_GIVEN PASSAGE:_
- Opening Delimiter -
Technically, the Northridge Earthquake was January 17, 1994, but I’ve always equated it with Martin Luther King Day because the quake shook L.A. early that holiday morning — twenty years ago today.
I was living in Chatsworth, on the border of Northridge, exactly one mile from the Northridge Mall that collapsed.
I’m a fifth generation Californian from the San Francisco Bay Area. I’ve been through many earthquakes. Growing up, we had earthquake drills — get under your desk, hands over your head, until the shaking stops. When your teacher tells you, line up and go to the designated point outside — away from buildings and power lines. We practiced it just like fire drills. I’d been through some real big shakers, though lived in Sacramento during the Loma Prieta Quake.
I remember my old critique group. We were emailing back and forth in 2003 or 04 and Amy Knupp, now a successfully published Superromance author, said there was a tornado warning and she was going to the basement. All calm and reasonable. Being from California, I panicked. Tornado? Really? How can you be so CALM? She got back online from the basement, her boys were playing video games, and resumed chatting. Apparently, people in tornado alley have fully-furnished basements with food, a generator, water, radios, batteries, games — everything you need to ride out the threat.
It freaked me out. Most homes in California don’t even HAVE basements!
But people who don’t live with Earthquakes are scared of them just like those of us who don’t live with tornados are terrified. (I, personally, think I’m justified. Earthquakes and sudden, fast, and then you deal with the aftermath — sort of like a good apocalyptic book or a murder mystery. The damage is done, you live in a new world or solve the crime. But tornados are like living through a psychological thriller, with tons of tension and unknown. Is the hand of God going to hit your house? Your neighbor? A lot of waiting and waiting and waiting … and then you come out and see who got touched. Very nerve-wracking.
For me, the earthquake came five days after I gave birth, via C-section, to my first baby. She came early — which was good because she was due on January 18th. To get to the hospital, we would have had to go via the freeway — which had collapsed during the earthquake. Trust me, I would have probably gone into labor after the quake! It came early in the morning, and we were, ironically, up. I’d just nursed Katie but she didn’t want to go back to sleep. I asked Dan to check her diaper while I used the bathroom. He said she was dry and asked if it was okay to put the same diaper back on. I said yes. Then we both felt a whole house life up and down, like a big wave. Dan said, “I think that was an eart–” And then it shook. Hard.
- Closing Delimiter -
_ACTIVITIES:_
1) According to the Northridge earthquake account, why was it a good thing that the writer's baby came early? Answer in one to three sentences.
2) Set down word for word the part of the Northridge earthquake account starting with "Technically, the Northridge" and going on through "years ago today.".
Rely only on the Northridge earthquake account to do these tasks.

_SOURCE DATA:_
- Opening Delimiter -
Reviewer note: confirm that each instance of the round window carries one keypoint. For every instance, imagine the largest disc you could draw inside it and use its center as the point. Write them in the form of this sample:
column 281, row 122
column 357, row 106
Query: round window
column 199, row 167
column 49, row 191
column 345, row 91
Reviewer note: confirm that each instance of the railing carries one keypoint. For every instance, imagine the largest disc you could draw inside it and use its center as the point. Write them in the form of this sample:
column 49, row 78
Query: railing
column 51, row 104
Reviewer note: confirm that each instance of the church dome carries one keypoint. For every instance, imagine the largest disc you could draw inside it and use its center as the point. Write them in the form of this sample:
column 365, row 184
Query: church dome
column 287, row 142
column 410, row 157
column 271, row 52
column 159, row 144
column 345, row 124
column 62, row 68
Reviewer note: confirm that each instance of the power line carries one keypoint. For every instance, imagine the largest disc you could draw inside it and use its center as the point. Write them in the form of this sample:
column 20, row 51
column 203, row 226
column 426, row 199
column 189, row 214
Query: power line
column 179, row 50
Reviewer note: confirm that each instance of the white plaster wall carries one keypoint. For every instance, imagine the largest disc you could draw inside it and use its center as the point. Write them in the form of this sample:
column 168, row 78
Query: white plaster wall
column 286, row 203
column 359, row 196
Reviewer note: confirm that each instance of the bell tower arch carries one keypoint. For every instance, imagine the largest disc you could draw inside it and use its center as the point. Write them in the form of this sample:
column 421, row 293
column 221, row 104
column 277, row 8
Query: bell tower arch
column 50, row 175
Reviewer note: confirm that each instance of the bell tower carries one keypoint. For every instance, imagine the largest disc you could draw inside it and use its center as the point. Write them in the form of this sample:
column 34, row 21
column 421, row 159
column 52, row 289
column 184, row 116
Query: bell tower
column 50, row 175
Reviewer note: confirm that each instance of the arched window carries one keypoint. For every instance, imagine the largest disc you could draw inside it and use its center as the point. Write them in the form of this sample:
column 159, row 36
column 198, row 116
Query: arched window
- Closing Delimiter -
_TASK-BY-TASK OUTPUTS:_
1) The baby was due on January 18th, and getting to the hospital would have meant taking the freeway, which collapsed during the earthquake. Because she was born early, the writer didn't have to make that trip after the quake.

2)
Technically, the Northridge Earthquake was January 17, 1994, but I’ve always equated it with Martin Luther King Day because the quake shook L.A. early that holiday morning — twenty years ago today.